■ **Document section**

------------

We have applied a GWM&C toolkit for the Upper Duhe basin. The toolkit consists of two simulation models, SWAT(Soil Water Assessment Tool) and WEAP(Water Evaluation And Planning system), and information and decision support system − Lizard.

SWAT is specifically applied to explore the impact of changes in green water management on runoff, groundwater recharge and erosion. We have performed the biophysical modelling of the soil and water management using the SWAT model for the Upper Duhe basin. We have quantified the GWC-measures and effects on hydrology and erosion within the basin, in both space and time. This leads to scenario development in case policy makers want to evaluate past measures or preview results of future measures to be taken, to e.g. generate more blue water and reduce sediment loads of Upper Duhe. The calculation results of this demonstration project for the five future GWC-interventions are plausible and mutual consistent. Based on the model calculations for the agricultural area, it can be concluded that for the overall Upper Duhe basin, the proposed GWC-measures will lead to further reduction of soil erosion and sediment loads to the streams.  The green water that is generated by the measures because of reduced surface runoff and increased groundwater recharge, leads to increased plant transpiration which is strongly related to crop production. This benefits the local farmer’s income, and does not increase the downstream blue water. The overall influence of measures taken in the agricultural area on the Upper Duhe basin as a whole is basically a matter of area, with agriculture covering less than 6% of the surface area. On the contrary, the forest land covers about 76%. Any significant measure taken in this area to decrease evapotranspiration and keep the erosion protection of forest land, will lead to increased blue water production for downstream use. Locally, improved agricultural practices by incorporating GWC-measures will lead to small changes in evaporation and transpiration, but to larger reductions of surface runoff, to less erosion, and to increased groundwater recharge.

------------

■ **Problem set**
(1) Do these statements agree with the Upper Duhe basin passage? Answer yes or no for each, quoting the words from the passage that decide it.
(a) The toolkit includes two simulation models.
(b) Agriculture covers more than half of the basin's surface area.
(c) The green water generated by the measures increases the downstream blue water.
(2) Print the Upper Duhe basin passage between "We have applied" and "system − Lizard.", inclusive.
(3) Can you carry on the Upper Duhe basin passage from where it stops?

■ **Given information**
------------

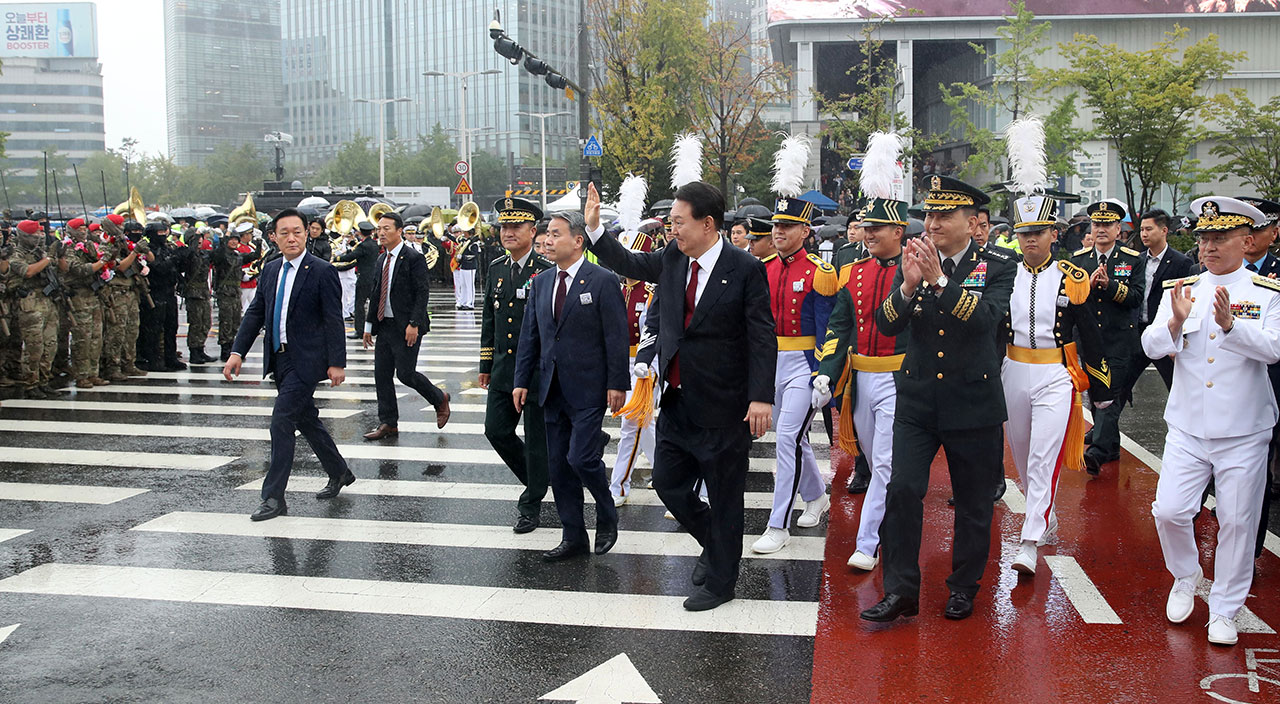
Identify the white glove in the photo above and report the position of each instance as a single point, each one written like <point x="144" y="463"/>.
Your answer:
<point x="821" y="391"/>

------------

■ **Per-task answers**
(1)
(a) Yes: "The toolkit consists of two simulation models, SWAT(Soil Water Assessment Tool) and WEAP(Water Evaluation And Planning system)"
(b) No: "with agriculture covering less than 6% of the surface area"
(c) No: "does not increase the downstream blue water"

(2)
We have applied a GWM&C toolkit for the Upper Duhe basin. The toolkit consists of two simulation models, SWAT(Soil Water Assessment Tool) and WEAP(Water Evaluation And Planning system), and information and decision support system − Lizard.

(3)
WEAP links the upstream and downstream interactions and is particularly strong to evaluate and compare different scenarios, e.g. in terms of costs and benefits. We have applied the WEAP system to analyze costs and benefits of GWM&C-interventions in the Upper Duhe Basin using the output results of the SWAT model, costs of GWM&C-measures and water pricing. The quantification of costs and benefits leads to selection of effective and cost-efficient GWM&C-measures. For the Upper Duhe Basin, the WEAP model calculations result in a positive balance of cost and benefits for three GWM&C-interventions: stone lines, bench terraces, and contour tillage. Mulching almost reaches a break-even point at the moment. This means that the GWM&C measures  that we analyzed not only have a positive effect on green and blue water and erosion, but also gain positive financial effects. The return of investments on measures in the Upper Duhe Basin can be processed, based on these results.

We have developed a web-based information presenting and decision system for the Upper Duhe basin – Duhe Lizard Presenting & Decision System. The system allows all project partners to on-line view all the data and analytical results; and supports decision-maker to plan and monitor  implementation of green water management practices.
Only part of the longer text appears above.